Copy out every line of the entries below without changing anything, and leave the pictures out of your answer.

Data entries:
= = =
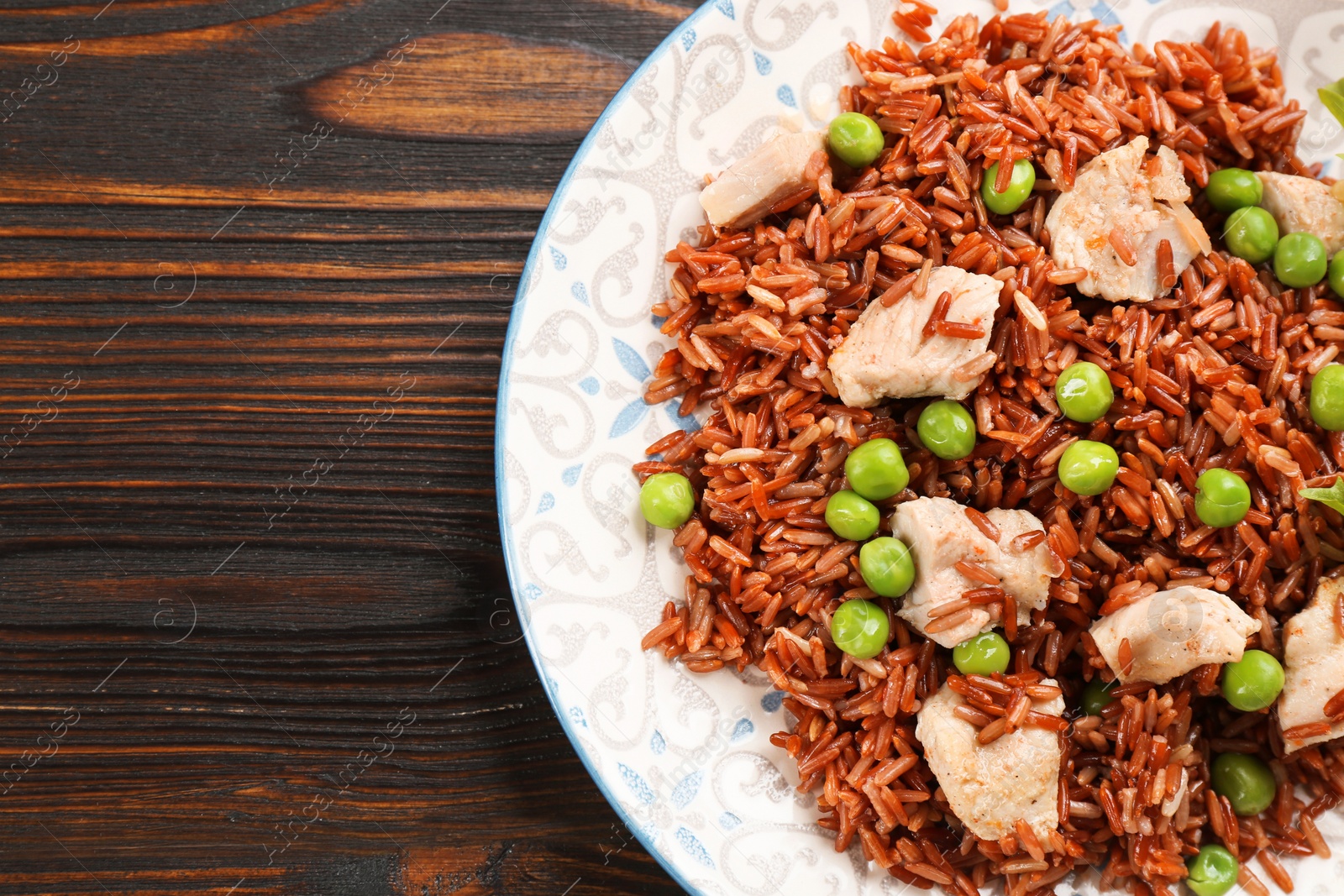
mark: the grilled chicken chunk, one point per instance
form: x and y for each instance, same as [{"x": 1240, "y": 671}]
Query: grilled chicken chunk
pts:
[
  {"x": 1144, "y": 199},
  {"x": 886, "y": 354},
  {"x": 1314, "y": 665},
  {"x": 1173, "y": 631},
  {"x": 940, "y": 535},
  {"x": 992, "y": 786},
  {"x": 774, "y": 170},
  {"x": 1304, "y": 206}
]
= = =
[Answer below]
mark: the grilled chicken chunk, one point per instance
form: x and y for each instance, same as [{"x": 1240, "y": 671}]
Query: grilled chicken chunk
pts:
[
  {"x": 1144, "y": 199},
  {"x": 886, "y": 354},
  {"x": 1314, "y": 665},
  {"x": 1173, "y": 631},
  {"x": 940, "y": 535},
  {"x": 992, "y": 786},
  {"x": 774, "y": 170},
  {"x": 1304, "y": 206}
]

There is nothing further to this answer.